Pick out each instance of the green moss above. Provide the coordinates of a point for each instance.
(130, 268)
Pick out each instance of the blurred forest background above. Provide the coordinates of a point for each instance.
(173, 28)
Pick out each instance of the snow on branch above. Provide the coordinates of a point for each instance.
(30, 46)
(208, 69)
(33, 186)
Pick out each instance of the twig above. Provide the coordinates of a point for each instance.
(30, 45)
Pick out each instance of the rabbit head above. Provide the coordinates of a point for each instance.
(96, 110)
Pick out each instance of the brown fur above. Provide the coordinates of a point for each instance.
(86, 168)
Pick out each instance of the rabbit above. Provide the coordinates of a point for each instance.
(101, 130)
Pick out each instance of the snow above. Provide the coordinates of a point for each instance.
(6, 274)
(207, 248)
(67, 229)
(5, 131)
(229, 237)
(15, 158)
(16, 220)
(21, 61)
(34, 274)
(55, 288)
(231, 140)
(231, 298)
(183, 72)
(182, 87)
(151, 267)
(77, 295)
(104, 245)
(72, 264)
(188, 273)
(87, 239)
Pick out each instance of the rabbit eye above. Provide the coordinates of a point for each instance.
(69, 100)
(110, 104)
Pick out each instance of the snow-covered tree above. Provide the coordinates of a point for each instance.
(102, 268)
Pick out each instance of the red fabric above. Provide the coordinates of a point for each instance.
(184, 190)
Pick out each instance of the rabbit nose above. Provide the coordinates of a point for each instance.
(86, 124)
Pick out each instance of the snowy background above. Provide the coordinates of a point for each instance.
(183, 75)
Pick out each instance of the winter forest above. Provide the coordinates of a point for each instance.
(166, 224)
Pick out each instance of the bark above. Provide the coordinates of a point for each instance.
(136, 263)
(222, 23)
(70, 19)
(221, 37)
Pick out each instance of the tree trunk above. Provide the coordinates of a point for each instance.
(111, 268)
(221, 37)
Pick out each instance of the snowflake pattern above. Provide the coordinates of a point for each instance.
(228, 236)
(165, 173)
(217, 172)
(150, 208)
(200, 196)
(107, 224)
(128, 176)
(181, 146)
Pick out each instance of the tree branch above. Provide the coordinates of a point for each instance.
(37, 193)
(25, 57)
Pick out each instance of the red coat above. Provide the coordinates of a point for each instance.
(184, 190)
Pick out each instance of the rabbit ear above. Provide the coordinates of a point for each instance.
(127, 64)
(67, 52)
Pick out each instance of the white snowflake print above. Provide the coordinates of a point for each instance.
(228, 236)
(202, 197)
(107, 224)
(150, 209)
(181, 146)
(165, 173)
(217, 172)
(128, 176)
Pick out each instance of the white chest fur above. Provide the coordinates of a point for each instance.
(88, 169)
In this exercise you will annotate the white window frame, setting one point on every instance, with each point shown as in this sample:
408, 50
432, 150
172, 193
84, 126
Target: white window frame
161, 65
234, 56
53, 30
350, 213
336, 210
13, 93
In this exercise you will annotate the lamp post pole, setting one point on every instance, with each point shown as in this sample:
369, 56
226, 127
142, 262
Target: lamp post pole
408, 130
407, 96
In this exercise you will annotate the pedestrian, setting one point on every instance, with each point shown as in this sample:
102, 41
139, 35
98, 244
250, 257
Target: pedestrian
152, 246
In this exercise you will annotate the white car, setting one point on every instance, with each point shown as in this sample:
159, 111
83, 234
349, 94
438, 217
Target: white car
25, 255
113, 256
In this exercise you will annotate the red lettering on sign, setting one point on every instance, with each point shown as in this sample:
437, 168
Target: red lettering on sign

What is expected:
Scan the data above, please, and give the number of lines where the word "this" occurs, with no further text.

Exercise result:
5